WORK TO BE COMPLETED: Your answer must be an exact copy of the lines from the one holding "If you could point at the silhouetted person" through the last line of the entries below, with nothing added.

##### GIVEN DATA

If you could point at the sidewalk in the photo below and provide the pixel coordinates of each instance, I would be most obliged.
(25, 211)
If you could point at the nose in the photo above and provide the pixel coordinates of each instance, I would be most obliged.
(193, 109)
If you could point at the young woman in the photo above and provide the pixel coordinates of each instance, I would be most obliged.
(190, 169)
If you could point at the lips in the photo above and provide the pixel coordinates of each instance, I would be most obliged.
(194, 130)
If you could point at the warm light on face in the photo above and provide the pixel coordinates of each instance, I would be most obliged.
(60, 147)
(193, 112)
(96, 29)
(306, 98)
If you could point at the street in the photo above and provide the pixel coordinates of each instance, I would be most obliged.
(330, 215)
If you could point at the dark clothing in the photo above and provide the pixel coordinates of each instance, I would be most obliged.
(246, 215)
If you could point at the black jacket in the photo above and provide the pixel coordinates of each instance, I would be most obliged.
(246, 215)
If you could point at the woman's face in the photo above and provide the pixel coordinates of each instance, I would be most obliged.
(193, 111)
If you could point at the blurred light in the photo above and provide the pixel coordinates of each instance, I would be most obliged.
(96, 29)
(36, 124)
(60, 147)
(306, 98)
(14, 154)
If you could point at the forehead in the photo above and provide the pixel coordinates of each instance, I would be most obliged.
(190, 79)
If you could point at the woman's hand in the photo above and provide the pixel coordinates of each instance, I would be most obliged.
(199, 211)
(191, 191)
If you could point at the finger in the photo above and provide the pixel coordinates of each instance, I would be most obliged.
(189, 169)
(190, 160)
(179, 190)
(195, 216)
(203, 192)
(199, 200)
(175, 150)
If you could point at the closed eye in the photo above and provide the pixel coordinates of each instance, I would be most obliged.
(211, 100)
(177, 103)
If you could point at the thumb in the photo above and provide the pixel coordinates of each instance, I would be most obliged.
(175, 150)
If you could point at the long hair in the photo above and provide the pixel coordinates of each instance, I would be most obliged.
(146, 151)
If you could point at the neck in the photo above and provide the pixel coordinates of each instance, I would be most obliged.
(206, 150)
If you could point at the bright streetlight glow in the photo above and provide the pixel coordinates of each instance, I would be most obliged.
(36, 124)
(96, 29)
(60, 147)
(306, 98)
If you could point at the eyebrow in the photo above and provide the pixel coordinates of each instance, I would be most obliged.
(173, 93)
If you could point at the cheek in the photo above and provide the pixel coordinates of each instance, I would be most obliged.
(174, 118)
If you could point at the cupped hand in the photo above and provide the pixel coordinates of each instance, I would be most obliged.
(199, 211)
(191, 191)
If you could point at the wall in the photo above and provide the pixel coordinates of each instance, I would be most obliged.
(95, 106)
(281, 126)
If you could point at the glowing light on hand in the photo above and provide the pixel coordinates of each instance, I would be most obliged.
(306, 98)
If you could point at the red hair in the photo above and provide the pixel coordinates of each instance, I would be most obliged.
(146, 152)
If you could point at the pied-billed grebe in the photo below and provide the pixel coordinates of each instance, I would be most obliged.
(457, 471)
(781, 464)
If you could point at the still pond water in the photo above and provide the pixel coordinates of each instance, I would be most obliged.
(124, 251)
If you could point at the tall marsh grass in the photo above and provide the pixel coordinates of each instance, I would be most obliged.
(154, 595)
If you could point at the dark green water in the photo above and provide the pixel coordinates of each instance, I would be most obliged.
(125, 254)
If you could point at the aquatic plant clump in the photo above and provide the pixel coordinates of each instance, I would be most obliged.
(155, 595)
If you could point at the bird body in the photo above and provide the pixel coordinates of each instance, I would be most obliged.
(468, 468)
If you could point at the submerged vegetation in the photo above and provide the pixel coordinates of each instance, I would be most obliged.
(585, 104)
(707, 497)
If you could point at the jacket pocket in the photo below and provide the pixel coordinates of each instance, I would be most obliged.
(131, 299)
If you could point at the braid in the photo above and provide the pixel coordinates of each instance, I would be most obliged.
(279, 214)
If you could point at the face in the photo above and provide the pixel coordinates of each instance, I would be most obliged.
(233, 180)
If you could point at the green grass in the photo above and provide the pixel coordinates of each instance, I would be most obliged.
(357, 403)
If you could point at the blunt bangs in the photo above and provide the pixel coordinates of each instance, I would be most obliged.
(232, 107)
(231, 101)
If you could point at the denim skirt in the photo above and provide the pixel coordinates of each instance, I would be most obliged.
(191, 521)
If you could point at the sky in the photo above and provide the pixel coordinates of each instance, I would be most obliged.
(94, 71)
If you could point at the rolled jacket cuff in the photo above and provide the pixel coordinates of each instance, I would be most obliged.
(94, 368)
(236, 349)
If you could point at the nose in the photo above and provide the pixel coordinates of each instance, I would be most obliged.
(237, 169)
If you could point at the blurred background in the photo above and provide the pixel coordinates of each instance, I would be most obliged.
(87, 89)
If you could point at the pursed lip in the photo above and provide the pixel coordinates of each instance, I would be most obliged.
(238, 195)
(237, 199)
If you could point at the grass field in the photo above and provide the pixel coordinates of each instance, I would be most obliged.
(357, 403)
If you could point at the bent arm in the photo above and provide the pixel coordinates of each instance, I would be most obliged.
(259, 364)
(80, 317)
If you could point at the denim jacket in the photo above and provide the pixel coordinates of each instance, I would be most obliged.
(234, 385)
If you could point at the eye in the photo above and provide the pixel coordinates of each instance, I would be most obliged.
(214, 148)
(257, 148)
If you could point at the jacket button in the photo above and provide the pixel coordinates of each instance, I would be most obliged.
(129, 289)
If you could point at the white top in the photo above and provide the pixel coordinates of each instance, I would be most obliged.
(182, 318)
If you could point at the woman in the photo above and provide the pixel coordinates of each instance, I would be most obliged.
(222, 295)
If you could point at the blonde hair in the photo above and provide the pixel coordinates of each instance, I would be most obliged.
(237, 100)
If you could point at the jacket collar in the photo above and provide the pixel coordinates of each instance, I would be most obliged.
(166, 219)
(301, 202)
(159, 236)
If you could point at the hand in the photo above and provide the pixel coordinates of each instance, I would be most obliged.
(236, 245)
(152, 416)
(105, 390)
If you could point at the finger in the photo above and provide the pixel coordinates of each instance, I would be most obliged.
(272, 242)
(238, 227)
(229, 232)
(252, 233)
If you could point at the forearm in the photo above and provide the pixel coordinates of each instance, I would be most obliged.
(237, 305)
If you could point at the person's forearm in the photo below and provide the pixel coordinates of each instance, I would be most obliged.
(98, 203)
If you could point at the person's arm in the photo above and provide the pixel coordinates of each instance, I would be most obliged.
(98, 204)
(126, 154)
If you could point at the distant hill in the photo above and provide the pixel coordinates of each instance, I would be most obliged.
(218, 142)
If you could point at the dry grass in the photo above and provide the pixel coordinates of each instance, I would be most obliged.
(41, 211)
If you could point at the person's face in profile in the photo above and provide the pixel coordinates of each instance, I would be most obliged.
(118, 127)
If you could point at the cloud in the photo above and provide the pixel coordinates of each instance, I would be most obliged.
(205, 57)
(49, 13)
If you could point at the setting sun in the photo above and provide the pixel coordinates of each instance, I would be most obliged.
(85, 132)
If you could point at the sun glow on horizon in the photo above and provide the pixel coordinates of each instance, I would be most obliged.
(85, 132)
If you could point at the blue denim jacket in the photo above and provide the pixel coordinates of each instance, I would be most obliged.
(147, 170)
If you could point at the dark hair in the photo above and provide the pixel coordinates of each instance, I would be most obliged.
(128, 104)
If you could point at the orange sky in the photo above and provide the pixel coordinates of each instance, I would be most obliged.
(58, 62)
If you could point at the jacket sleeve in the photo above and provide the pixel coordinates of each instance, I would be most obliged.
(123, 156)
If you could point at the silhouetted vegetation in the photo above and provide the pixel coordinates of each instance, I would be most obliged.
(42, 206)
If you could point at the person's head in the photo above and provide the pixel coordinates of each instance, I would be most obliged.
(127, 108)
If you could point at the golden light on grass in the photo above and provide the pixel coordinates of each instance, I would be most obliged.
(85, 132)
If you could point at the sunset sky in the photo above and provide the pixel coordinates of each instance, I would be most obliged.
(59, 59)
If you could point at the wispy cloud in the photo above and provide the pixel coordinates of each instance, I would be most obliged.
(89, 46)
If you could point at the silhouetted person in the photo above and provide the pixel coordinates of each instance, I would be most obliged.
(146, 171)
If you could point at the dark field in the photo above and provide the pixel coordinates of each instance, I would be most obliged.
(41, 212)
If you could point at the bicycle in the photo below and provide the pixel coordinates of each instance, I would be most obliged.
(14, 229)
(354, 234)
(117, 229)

##########

SOLUTION:
If you could point at the silhouetted person in the photo above and provide the pixel coordinates of each instance, I would be most obliged.
(146, 171)
If you could point at the dark field in the photo above and provide the pixel coordinates of each instance, I would be most obliged.
(41, 212)
If you could point at the bicycle in the photo below and provide the pixel coordinates of each instance, I would be most obliged.
(14, 229)
(354, 234)
(117, 229)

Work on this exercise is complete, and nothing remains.